● **What is needed**:
Write out every line of the entries below as a JSON list of strings, one string per line, leaving out blank lines and the pictures.

● **Raw records**:
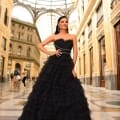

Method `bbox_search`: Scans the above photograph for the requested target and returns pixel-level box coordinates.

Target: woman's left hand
[72,70,77,77]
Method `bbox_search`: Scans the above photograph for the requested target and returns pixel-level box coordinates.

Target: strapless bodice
[54,38,73,54]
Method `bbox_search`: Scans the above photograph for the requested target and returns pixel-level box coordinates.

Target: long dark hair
[55,16,68,34]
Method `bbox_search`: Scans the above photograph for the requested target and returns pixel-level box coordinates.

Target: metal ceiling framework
[14,0,78,23]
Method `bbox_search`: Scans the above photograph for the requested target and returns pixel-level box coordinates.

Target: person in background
[22,69,27,87]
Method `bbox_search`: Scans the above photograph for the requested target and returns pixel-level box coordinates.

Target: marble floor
[0,81,120,120]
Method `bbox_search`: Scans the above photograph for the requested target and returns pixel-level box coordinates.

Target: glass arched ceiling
[12,0,78,40]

● **Result below**:
[
  "Method `bbox_search`: Scans the above photograph for the requested target and returns pixel-level box coordinates.",
  "Target: woman's left hand",
  "[72,70,77,77]",
  "Method `bbox_search`: Scans the above photograph for the requested target and returns pixel-level box coordinates.",
  "Target: strapless bodice",
  "[54,38,73,54]",
  "Method `bbox_search`: Scans the above photograph for the requested target and returns pixel-level box coordinates.",
  "Target: long dark hair",
  "[55,16,68,34]",
  "Method `bbox_search`: Scans the above photograph for the requested target and returns pixel-level box coordinates.",
  "Target: metal ceiling framework",
  "[14,0,78,23]",
  "Method `bbox_search`: Scans the above photograph for the requested target and returns pixel-level box coordinates.",
  "Target: person in background",
  "[22,69,27,87]",
  "Method `bbox_search`: Scans the above photograph for the requested target and returns pixel-level box coordinates.",
  "Target: marble floor",
  "[0,81,120,120]",
  "Method `bbox_search`: Scans the above photograph for the requested target and returns pixel-level box coordinates.",
  "Target: glass arched ceiling",
  "[12,0,78,40]"
]